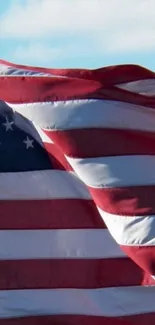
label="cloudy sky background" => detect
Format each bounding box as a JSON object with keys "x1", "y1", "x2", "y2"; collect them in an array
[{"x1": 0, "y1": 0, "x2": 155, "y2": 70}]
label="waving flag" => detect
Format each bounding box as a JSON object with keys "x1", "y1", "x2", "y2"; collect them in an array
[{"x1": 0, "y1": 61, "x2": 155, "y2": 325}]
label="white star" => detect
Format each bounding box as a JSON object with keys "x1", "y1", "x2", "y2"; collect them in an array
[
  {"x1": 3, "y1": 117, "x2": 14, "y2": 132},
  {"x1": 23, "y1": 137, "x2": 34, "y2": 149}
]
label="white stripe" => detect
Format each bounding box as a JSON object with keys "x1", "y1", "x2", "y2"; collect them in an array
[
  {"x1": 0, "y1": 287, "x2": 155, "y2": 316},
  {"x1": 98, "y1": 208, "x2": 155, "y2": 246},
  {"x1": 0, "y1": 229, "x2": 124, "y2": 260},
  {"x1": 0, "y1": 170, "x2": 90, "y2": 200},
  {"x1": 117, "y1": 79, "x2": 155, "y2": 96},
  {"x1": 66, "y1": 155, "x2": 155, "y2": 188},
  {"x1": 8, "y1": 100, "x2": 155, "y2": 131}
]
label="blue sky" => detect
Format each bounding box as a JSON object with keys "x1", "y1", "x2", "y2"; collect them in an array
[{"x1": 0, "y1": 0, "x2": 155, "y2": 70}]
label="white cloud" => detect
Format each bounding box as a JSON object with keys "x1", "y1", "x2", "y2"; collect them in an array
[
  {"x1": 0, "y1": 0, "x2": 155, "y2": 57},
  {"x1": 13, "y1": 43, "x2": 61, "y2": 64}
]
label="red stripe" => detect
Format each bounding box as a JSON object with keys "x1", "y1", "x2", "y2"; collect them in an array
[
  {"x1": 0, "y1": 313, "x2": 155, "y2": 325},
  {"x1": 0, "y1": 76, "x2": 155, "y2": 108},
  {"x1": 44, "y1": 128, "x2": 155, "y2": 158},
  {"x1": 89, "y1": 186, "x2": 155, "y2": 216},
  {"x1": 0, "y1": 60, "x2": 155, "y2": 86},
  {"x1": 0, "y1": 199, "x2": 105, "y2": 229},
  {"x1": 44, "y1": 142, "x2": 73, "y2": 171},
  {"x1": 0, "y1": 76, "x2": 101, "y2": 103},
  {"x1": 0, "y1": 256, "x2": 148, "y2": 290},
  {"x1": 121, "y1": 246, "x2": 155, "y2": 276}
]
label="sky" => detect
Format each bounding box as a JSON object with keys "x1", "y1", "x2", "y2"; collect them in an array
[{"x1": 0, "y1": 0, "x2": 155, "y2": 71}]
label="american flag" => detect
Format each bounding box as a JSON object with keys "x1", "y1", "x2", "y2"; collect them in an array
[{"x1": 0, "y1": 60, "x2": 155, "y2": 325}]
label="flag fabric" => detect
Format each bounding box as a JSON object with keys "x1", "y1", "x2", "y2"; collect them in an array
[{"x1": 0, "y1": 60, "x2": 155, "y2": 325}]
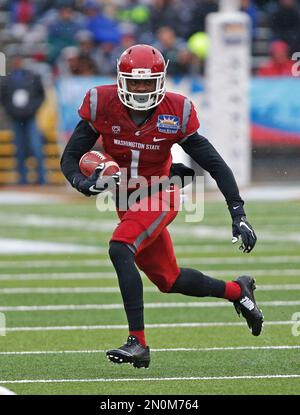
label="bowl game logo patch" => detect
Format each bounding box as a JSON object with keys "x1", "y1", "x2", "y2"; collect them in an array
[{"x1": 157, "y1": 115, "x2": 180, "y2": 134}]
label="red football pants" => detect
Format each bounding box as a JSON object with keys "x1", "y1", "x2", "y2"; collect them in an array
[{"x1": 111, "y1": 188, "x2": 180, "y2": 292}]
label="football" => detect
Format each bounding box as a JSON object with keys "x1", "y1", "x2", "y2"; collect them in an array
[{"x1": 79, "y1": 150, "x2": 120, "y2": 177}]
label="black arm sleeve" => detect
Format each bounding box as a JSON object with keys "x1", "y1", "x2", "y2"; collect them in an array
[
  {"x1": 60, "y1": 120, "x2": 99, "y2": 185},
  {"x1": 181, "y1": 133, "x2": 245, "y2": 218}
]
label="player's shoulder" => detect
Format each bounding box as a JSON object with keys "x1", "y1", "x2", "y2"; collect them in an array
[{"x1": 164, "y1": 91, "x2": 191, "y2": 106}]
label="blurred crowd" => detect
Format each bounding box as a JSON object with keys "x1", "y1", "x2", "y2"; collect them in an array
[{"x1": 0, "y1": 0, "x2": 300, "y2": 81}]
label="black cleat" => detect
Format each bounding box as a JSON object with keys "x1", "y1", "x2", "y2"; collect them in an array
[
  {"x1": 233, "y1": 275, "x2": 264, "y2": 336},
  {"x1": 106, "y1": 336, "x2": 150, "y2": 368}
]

========

DIRECTION: Transcribe each entry precisely as given, leaving the pictures out.

SOLVED PROBLEM:
label="cloudy sky background" => detect
Format each bounding box as a JSON object with keys "x1", "y1", "x2", "y2"; collect them in an array
[{"x1": 0, "y1": 0, "x2": 155, "y2": 70}]
label="waving flag" => detect
Format each bounding box as a JSON object with keys "x1", "y1", "x2", "y2"; collect them in an array
[{"x1": 0, "y1": 61, "x2": 155, "y2": 325}]
label="white star" => detect
Format each bounding box as a JSON object with keys "x1", "y1", "x2", "y2"; collect them in an array
[
  {"x1": 3, "y1": 117, "x2": 14, "y2": 132},
  {"x1": 23, "y1": 137, "x2": 34, "y2": 149}
]
label="white stripe" => detect
Format each bounding box as a JSON object with keys "x1", "y1", "x2", "y2"; collect them in an array
[
  {"x1": 0, "y1": 287, "x2": 155, "y2": 316},
  {"x1": 98, "y1": 208, "x2": 155, "y2": 246},
  {"x1": 0, "y1": 229, "x2": 124, "y2": 260},
  {"x1": 0, "y1": 170, "x2": 90, "y2": 200},
  {"x1": 117, "y1": 79, "x2": 155, "y2": 96},
  {"x1": 66, "y1": 155, "x2": 155, "y2": 188},
  {"x1": 8, "y1": 100, "x2": 155, "y2": 131}
]
label="blue sky" => detect
Format each bounding box as a JSON object with keys "x1", "y1", "x2", "y2"; collect them in an array
[{"x1": 0, "y1": 0, "x2": 155, "y2": 70}]
label="white cloud" => detect
Format each bounding box as a JSON object with keys "x1", "y1", "x2", "y2"; collect them in an array
[
  {"x1": 0, "y1": 0, "x2": 155, "y2": 57},
  {"x1": 13, "y1": 43, "x2": 61, "y2": 64}
]
label="red stripe" => detect
Format each bounding box as a JSON object with keys "x1", "y1", "x2", "y2"; collect them in an array
[
  {"x1": 0, "y1": 313, "x2": 155, "y2": 325},
  {"x1": 0, "y1": 76, "x2": 155, "y2": 108},
  {"x1": 44, "y1": 128, "x2": 155, "y2": 158},
  {"x1": 89, "y1": 186, "x2": 155, "y2": 216},
  {"x1": 0, "y1": 60, "x2": 155, "y2": 86},
  {"x1": 0, "y1": 199, "x2": 105, "y2": 229},
  {"x1": 44, "y1": 142, "x2": 73, "y2": 171},
  {"x1": 0, "y1": 76, "x2": 101, "y2": 103},
  {"x1": 0, "y1": 256, "x2": 148, "y2": 290},
  {"x1": 121, "y1": 246, "x2": 155, "y2": 276}
]
label="sky" => detect
Format each bounding box as a JSON object with keys "x1", "y1", "x2", "y2"; collect them in an array
[{"x1": 0, "y1": 0, "x2": 155, "y2": 71}]
label="american flag" => detect
Format each bounding box as a JSON object with keys "x1", "y1", "x2", "y2"; collect them in an array
[{"x1": 0, "y1": 60, "x2": 155, "y2": 325}]
label="flag fabric" => detect
Format each bounding box as a JSON object with keys "x1", "y1", "x2", "y2"; collect them in an array
[{"x1": 0, "y1": 60, "x2": 155, "y2": 325}]
label="bowl game logo patch" => detect
Format each bounding box as a JSON object with keys "x1", "y1", "x2", "y2"; collect them in an array
[{"x1": 157, "y1": 115, "x2": 180, "y2": 134}]
label="red football pants" => detect
Format each bounding box as a JSON object with keys "x1", "y1", "x2", "y2"; collect them in an array
[{"x1": 111, "y1": 188, "x2": 180, "y2": 292}]
label="football" => detect
Format each bounding box as a JSON object with keys "x1", "y1", "x2", "y2"; collect them in an array
[{"x1": 79, "y1": 150, "x2": 120, "y2": 177}]
label="black arm sleeve" => detect
Format each bounding box as a JSON object with keys "x1", "y1", "x2", "y2"; collect them in an array
[
  {"x1": 60, "y1": 120, "x2": 99, "y2": 185},
  {"x1": 181, "y1": 133, "x2": 245, "y2": 218}
]
label="player's shoulder" => detect
Format each bounding box as a JSON object with keys "x1", "y1", "x2", "y2"; collect them in an array
[{"x1": 164, "y1": 91, "x2": 191, "y2": 106}]
label="blurred crowd" => detect
Format each bounding box as a JSON object with keys "x1", "y1", "x2", "y2"; collect them in an array
[{"x1": 0, "y1": 0, "x2": 300, "y2": 81}]
label="black cleat" => detect
Format each bounding box as a JSON object with keys "x1", "y1", "x2", "y2"; collect them in an array
[
  {"x1": 233, "y1": 275, "x2": 264, "y2": 336},
  {"x1": 106, "y1": 336, "x2": 150, "y2": 368}
]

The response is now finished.